TASK TO COMPLETE:
Copy every line, leaving nothing out and adding nothing.

DATA SHOWN:
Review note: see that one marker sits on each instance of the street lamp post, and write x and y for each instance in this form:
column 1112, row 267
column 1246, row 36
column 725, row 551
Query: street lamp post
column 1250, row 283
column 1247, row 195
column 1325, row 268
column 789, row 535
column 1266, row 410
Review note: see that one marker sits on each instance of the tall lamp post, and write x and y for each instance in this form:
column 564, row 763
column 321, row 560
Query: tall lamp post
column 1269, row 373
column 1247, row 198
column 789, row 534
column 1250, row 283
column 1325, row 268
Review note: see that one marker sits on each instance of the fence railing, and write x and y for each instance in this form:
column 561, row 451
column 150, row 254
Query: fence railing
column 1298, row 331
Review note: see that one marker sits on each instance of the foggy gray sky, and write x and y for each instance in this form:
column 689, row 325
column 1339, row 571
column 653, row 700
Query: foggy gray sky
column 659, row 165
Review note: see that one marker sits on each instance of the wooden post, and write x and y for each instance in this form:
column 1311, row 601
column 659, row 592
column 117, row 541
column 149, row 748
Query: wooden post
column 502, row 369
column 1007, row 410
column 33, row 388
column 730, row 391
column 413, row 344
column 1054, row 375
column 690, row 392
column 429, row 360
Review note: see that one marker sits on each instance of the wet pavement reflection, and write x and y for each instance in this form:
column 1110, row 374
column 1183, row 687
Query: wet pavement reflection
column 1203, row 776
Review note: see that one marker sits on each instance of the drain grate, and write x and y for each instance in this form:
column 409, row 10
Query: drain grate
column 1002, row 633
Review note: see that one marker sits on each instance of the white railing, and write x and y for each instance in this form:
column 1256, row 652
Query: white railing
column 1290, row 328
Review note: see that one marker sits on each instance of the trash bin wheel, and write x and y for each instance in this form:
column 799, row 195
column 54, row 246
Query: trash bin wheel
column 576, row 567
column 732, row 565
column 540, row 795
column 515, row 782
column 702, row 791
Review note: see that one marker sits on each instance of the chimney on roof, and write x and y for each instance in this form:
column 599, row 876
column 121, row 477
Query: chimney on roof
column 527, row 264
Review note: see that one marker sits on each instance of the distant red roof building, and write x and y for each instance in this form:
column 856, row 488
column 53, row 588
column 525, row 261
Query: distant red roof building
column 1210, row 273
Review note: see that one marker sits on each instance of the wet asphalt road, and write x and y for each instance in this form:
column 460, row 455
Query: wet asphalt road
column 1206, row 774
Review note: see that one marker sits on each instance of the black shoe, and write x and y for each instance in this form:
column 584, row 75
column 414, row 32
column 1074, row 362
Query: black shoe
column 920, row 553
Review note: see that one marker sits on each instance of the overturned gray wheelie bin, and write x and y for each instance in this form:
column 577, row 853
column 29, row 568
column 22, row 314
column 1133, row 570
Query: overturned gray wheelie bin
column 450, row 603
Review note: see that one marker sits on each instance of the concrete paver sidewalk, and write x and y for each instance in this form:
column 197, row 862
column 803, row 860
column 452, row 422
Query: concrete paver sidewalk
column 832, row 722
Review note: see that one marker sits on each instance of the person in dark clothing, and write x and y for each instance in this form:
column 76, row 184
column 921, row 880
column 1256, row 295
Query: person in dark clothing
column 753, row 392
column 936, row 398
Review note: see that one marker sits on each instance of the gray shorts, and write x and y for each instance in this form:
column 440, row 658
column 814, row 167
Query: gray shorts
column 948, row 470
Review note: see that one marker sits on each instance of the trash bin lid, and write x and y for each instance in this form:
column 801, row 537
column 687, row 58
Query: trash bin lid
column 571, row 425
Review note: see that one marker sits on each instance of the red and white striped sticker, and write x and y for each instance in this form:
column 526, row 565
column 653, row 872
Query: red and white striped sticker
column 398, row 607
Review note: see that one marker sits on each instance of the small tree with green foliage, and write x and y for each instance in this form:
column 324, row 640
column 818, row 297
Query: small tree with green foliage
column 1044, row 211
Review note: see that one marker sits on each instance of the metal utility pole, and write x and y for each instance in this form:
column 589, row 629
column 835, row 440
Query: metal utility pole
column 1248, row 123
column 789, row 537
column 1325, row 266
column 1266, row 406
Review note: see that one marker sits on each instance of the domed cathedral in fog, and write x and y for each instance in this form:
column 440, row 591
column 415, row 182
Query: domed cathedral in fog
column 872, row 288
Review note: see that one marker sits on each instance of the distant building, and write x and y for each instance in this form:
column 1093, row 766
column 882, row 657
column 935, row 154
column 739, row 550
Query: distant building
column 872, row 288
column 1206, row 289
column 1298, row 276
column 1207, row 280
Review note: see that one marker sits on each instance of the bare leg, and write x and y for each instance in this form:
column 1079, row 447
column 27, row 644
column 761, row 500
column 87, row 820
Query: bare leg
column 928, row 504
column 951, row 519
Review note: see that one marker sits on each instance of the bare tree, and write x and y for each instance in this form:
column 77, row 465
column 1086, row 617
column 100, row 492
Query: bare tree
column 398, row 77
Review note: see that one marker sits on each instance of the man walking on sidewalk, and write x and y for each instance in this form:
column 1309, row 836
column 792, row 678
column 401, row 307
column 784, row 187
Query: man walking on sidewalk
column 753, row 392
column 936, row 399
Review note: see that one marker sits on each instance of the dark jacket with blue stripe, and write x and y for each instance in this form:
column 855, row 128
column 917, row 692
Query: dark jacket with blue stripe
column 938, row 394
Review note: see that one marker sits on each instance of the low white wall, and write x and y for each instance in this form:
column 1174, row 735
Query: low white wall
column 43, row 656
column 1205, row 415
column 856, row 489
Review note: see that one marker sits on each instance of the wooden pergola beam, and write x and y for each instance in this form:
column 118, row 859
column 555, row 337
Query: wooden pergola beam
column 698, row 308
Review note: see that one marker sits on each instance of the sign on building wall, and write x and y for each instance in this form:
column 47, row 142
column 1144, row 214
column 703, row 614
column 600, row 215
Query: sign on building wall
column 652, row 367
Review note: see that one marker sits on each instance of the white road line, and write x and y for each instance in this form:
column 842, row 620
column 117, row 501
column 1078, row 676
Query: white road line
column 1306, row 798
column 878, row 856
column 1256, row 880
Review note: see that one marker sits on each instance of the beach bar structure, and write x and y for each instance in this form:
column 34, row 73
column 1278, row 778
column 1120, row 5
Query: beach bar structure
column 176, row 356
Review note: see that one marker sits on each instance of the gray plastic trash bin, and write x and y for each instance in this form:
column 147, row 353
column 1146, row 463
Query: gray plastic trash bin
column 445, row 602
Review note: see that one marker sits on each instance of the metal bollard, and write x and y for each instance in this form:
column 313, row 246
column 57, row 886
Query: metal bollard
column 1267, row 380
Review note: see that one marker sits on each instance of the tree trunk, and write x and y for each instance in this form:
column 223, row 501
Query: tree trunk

FULL SOLUTION:
Review note: see that one marker sits on each instance of the street lamp post, and write x and y for each instance in this form:
column 1112, row 267
column 1246, row 36
column 725, row 551
Query: street lamp post
column 1250, row 283
column 1247, row 195
column 1325, row 268
column 789, row 535
column 1266, row 410
Review note: see that one marker sits on each instance of the tall lamp post, and write x and y for each instance in this form:
column 564, row 763
column 321, row 560
Query: tall lamp post
column 1269, row 373
column 1247, row 198
column 789, row 534
column 1250, row 283
column 1325, row 268
Review note: see that one marker sits on each instance of the fence railing, and write x and y for each instance in this form:
column 561, row 451
column 150, row 254
Query: fence railing
column 1298, row 331
Review note: see that one marker sits on each instance of the foggy gray sky, and write x and y for each instance in this form:
column 689, row 325
column 1339, row 571
column 653, row 700
Query: foggy gray sky
column 659, row 165
Review note: see that one marker sits on each instance of the wooden post, and write x and y for each instance in this form:
column 1311, row 601
column 659, row 592
column 117, row 541
column 149, row 748
Query: wooden post
column 502, row 369
column 1007, row 410
column 33, row 388
column 730, row 391
column 413, row 344
column 1054, row 375
column 690, row 392
column 429, row 360
Review note: see that one marker sits on each instance of the wet pavement reflection, and write x and y for each instance in this form:
column 1110, row 374
column 1183, row 687
Query: wet pavement reflection
column 1203, row 776
Review note: see that one marker sits on each instance of the drain grate, and write x and y for each instance in this form:
column 409, row 10
Query: drain grate
column 1002, row 633
Review note: see that one marker sits on each instance of the white railing, and write x and y for each instance in this form:
column 1256, row 652
Query: white railing
column 1290, row 328
Review note: see that one marker sits on each instance of the trash bin wheel, and write x and y for each instance in this form:
column 799, row 195
column 54, row 246
Query: trash bin wheel
column 576, row 567
column 732, row 565
column 540, row 795
column 515, row 782
column 702, row 791
Review note: see that one marker sits on each instance of the chimney on roof, and write x and y for each instance in this form:
column 599, row 876
column 121, row 477
Query: chimney on roof
column 527, row 264
Review note: see that one marker sits on each instance of the distant red roof building, and write x and y for each instance in this form:
column 856, row 488
column 53, row 588
column 525, row 261
Query: distant red roof building
column 1210, row 273
Review note: see that one marker sits on each instance of the wet asphalt road, and write x and y for each instance in this form:
column 460, row 455
Query: wet asphalt road
column 1206, row 774
Review note: see that one marker sits on each instance of the black shoe, and write x and y for each instance in this form:
column 584, row 75
column 414, row 32
column 1074, row 362
Query: black shoe
column 920, row 553
Review note: see that one marker sits on each instance of the overturned gray wheelie bin, and write x and y for each instance in this form:
column 577, row 853
column 29, row 568
column 22, row 314
column 1133, row 570
Query: overturned gray wheelie bin
column 450, row 603
Review note: see that one marker sits on each instance of the concrete paver sidewalk, and write x and y for each instance in this form:
column 197, row 862
column 803, row 860
column 452, row 422
Query: concrete paver sidewalk
column 832, row 722
Review note: see that one marker sits on each instance of the person in dark clothing, and write x and y for each instance in this form:
column 76, row 184
column 921, row 880
column 1256, row 295
Query: person in dark clothing
column 753, row 392
column 936, row 398
Review note: see that one marker sits on each instance of the gray shorts, and write x and y for each instance in this form:
column 440, row 658
column 814, row 167
Query: gray shorts
column 948, row 470
Review note: see that one marker sits on each instance of the trash bin lid, and write x and y for each instance in this form:
column 801, row 537
column 687, row 58
Query: trash bin lid
column 571, row 425
Review note: see that one marker sits on each instance of the red and white striped sticker, and write x and y for each instance in this form:
column 526, row 565
column 653, row 872
Query: red and white striped sticker
column 398, row 607
Review note: see that one marker sits on each instance of the small tree with green foliage, and write x and y for each instance in this form:
column 324, row 640
column 818, row 297
Query: small tree with green foliage
column 1044, row 211
Review note: see that one marker sits on each instance of the metal utility pole, and write x and y for each instance in this form:
column 589, row 629
column 835, row 440
Query: metal utility pole
column 1248, row 123
column 789, row 537
column 1325, row 266
column 1266, row 406
Review note: see that one marker sits on each instance of the domed cathedral in fog, and write x and y for each instance in this form:
column 440, row 591
column 415, row 182
Query: domed cathedral in fog
column 872, row 288
Review note: see that one marker sits on each instance of the distant building, and write x and y for each instance in this form:
column 1093, row 766
column 882, row 657
column 935, row 154
column 739, row 550
Query: distant building
column 872, row 288
column 1206, row 289
column 1298, row 276
column 1207, row 280
Review note: see that one marker sits on each instance of the bare leg, and write x and y for each instance in this form:
column 1079, row 447
column 27, row 644
column 761, row 500
column 87, row 820
Query: bare leg
column 928, row 504
column 951, row 519
Review note: see that one marker sits on each instance of the bare tree, and write x and y for each instance in this form:
column 77, row 465
column 1086, row 617
column 100, row 492
Query: bare tree
column 398, row 77
Review note: see that one marker sits on each instance of the man walking on sidewalk, and write x and y for each instance in this form:
column 1309, row 836
column 792, row 678
column 401, row 307
column 784, row 187
Query: man walking on sidewalk
column 753, row 392
column 936, row 399
Review note: see that one marker sits on each instance of the dark jacket with blue stripe, and write x and y for each instance in this form:
column 855, row 128
column 917, row 692
Query: dark jacket with blue stripe
column 938, row 394
Review note: see that one marker sits on each instance of the low white wall, and write x and y for each instance in this form:
column 1174, row 735
Query: low white wall
column 43, row 656
column 1205, row 415
column 856, row 489
Review note: see that one marker sits on each instance of the wooden pergola beam, and write x and y for each instance in this form:
column 118, row 859
column 555, row 337
Query: wooden pergola beam
column 698, row 308
Review note: see that one marker sits on each instance of the sign on building wall, and write x and y for each instance in this form:
column 47, row 142
column 1144, row 214
column 703, row 614
column 600, row 215
Query: sign on building wall
column 652, row 367
Review note: see that one marker sits on each instance of the white road line, and write x and y for each instance in this form:
column 842, row 620
column 117, row 501
column 1078, row 676
Query: white road line
column 1306, row 798
column 878, row 856
column 1256, row 880
Review note: see that one marker sits on each instance of the beach bar structure, and write x and y for each instance in this form:
column 34, row 73
column 1278, row 778
column 1120, row 5
Query: beach bar structure
column 176, row 356
Review note: see that one marker sits on each instance of the gray plastic trash bin, and write x and y for each instance in this form:
column 147, row 353
column 1146, row 463
Query: gray plastic trash bin
column 445, row 602
Review note: see that one marker sits on each instance of the metal bollard, and write x and y for each instance in this form:
column 313, row 246
column 57, row 886
Query: metal bollard
column 1267, row 380
Review note: see that one marker sits on each instance of the tree trunk, and write x and y for each instance in this form:
column 223, row 501
Query: tree trunk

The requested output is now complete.